## Short problem
In the stretch from the start of the items through the line that contains "top-left (9, 30), bottom-right (311, 285)", swap "category label" for "class name" and write those lines out again, leaving everything else the same.

## Input rows
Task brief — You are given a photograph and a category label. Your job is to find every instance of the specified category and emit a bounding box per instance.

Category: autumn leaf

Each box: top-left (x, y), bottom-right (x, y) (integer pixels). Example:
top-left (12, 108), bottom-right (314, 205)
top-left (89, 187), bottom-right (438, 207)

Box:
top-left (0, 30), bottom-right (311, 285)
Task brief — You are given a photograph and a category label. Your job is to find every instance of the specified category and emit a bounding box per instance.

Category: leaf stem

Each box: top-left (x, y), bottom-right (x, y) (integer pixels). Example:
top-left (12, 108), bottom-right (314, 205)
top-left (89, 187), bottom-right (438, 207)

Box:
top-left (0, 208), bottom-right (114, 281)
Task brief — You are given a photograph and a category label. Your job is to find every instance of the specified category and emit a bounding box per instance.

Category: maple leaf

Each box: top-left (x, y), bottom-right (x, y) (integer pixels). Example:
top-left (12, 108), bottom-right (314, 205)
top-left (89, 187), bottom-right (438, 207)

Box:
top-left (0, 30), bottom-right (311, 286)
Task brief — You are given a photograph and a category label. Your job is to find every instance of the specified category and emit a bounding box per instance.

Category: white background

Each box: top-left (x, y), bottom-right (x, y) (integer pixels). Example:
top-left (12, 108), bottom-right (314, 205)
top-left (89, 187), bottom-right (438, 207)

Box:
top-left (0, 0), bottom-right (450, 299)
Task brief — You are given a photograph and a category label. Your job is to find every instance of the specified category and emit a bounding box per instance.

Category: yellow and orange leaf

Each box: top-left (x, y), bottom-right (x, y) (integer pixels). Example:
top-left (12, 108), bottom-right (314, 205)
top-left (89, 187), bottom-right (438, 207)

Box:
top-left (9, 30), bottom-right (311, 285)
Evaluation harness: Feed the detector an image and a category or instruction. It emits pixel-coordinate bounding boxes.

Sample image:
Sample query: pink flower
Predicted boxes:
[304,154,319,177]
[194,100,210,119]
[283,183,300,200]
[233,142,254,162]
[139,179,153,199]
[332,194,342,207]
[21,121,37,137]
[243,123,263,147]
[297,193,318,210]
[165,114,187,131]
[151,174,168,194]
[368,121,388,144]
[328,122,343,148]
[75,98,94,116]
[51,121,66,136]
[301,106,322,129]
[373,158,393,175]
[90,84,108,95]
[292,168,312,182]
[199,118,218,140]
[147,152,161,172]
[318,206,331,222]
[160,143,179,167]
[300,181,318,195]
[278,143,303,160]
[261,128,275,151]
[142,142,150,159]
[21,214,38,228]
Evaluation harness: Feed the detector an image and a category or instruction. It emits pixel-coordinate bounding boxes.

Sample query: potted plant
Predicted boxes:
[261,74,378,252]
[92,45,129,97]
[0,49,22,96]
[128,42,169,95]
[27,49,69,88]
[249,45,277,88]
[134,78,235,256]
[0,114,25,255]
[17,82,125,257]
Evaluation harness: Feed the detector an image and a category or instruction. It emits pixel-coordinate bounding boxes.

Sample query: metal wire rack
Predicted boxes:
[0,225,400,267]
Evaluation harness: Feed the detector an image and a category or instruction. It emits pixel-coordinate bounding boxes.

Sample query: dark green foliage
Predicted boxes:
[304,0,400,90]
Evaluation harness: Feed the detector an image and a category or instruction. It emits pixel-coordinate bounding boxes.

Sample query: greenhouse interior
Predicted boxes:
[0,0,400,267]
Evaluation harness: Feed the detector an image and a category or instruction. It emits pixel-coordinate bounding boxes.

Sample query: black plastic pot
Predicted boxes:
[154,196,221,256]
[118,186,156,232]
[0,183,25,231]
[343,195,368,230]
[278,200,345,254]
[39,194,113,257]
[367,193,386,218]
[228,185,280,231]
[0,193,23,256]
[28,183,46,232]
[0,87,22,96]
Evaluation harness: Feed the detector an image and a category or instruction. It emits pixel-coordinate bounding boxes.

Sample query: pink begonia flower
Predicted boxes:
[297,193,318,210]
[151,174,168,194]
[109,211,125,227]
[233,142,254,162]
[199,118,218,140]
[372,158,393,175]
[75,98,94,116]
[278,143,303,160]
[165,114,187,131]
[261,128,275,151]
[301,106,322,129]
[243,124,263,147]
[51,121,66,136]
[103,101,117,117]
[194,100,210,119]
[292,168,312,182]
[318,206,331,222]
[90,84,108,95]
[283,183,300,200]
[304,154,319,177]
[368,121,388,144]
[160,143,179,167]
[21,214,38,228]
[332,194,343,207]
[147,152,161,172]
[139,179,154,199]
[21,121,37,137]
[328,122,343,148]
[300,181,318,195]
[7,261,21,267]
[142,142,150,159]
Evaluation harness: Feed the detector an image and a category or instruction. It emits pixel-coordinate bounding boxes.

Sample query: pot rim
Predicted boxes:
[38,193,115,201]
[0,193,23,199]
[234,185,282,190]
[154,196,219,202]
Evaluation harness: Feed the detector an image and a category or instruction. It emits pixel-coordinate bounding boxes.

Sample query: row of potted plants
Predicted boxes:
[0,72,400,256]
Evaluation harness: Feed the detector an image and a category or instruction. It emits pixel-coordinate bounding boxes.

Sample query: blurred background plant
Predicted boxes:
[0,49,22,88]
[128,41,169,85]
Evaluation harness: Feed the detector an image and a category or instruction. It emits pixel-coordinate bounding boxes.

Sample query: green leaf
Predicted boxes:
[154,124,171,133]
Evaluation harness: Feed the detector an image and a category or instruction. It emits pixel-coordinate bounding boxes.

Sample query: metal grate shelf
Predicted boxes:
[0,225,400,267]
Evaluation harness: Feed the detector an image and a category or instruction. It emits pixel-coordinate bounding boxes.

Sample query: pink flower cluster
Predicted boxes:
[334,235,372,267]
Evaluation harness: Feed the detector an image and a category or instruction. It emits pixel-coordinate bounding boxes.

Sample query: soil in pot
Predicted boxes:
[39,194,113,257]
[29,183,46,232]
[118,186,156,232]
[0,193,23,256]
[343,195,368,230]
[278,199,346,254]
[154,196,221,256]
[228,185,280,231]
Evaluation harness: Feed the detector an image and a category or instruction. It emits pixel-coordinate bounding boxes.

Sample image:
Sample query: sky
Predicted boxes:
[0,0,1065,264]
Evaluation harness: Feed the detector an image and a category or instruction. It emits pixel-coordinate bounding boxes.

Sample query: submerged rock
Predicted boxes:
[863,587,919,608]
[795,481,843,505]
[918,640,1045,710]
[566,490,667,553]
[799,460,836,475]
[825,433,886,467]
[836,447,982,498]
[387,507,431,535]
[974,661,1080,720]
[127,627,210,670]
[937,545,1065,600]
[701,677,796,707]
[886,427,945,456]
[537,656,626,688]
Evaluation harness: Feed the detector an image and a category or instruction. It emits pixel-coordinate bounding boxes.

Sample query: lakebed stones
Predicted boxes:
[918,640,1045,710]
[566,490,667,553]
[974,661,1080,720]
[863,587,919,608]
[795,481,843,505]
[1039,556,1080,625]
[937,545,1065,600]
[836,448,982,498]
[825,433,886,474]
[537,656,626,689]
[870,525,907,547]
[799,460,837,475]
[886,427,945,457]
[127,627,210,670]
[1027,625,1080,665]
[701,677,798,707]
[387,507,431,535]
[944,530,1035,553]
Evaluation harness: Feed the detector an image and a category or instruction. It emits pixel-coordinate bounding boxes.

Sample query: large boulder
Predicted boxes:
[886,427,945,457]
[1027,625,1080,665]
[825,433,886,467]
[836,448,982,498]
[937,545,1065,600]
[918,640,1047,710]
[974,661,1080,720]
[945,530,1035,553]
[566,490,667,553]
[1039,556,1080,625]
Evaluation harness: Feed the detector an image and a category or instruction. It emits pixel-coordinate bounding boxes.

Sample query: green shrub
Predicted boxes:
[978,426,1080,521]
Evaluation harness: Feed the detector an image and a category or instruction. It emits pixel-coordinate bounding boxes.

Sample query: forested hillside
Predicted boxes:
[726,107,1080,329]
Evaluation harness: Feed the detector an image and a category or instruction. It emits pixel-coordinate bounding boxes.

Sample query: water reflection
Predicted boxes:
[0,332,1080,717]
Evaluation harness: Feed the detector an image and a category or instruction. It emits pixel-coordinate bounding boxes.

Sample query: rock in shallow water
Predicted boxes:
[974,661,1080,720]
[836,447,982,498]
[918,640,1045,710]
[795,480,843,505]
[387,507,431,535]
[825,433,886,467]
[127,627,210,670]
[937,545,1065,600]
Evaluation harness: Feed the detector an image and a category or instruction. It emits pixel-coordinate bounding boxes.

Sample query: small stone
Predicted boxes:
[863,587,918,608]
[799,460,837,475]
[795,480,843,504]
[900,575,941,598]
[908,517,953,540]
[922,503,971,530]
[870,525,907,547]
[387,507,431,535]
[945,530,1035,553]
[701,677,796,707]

## Finished answer
Task brief — You are given a photograph and a class name. Your job is to find every instance of the specified category and emit a bounding box per instance.

Category: autumn leaf

Each box: top-left (x, y), bottom-right (x, y) (integer pixels). Example:
top-left (12, 108), bottom-right (314, 205)
top-left (89, 187), bottom-right (438, 207)

Box:
top-left (0, 30), bottom-right (311, 285)
Task brief — You are given a photograph and a class name. Your job is to find every instance of the specified category and emit a bounding box per instance.

Category: leaf stem

Each box: top-left (x, y), bottom-right (x, y) (integer pixels). Example:
top-left (12, 108), bottom-right (314, 205)
top-left (89, 187), bottom-right (438, 207)

Box:
top-left (0, 208), bottom-right (114, 281)
Task brief — You are given a photograph and a class name. Your job is to find every instance of the specified category and emit a bounding box per instance.

Category: maple leaf

Each box: top-left (x, y), bottom-right (x, y) (integer pixels). Example:
top-left (12, 108), bottom-right (314, 205)
top-left (89, 187), bottom-right (438, 207)

Box:
top-left (0, 30), bottom-right (311, 286)
Task brief — You are given a photograph and a class name. Your job is to find every instance of the specified category and emit a bounding box per instance.

Category: white background

Each box: top-left (x, y), bottom-right (x, y) (integer pixels). Example:
top-left (12, 108), bottom-right (314, 205)
top-left (89, 187), bottom-right (438, 207)

Box:
top-left (0, 0), bottom-right (450, 299)
Task brief — You are given a photograph and a class name. Your job is to find every instance of the specified category and emit a bounding box per instance.

Category: yellow and orange leaf

Each box: top-left (x, y), bottom-right (x, y) (integer pixels). Example:
top-left (12, 108), bottom-right (314, 205)
top-left (89, 187), bottom-right (438, 207)

Box:
top-left (9, 30), bottom-right (311, 285)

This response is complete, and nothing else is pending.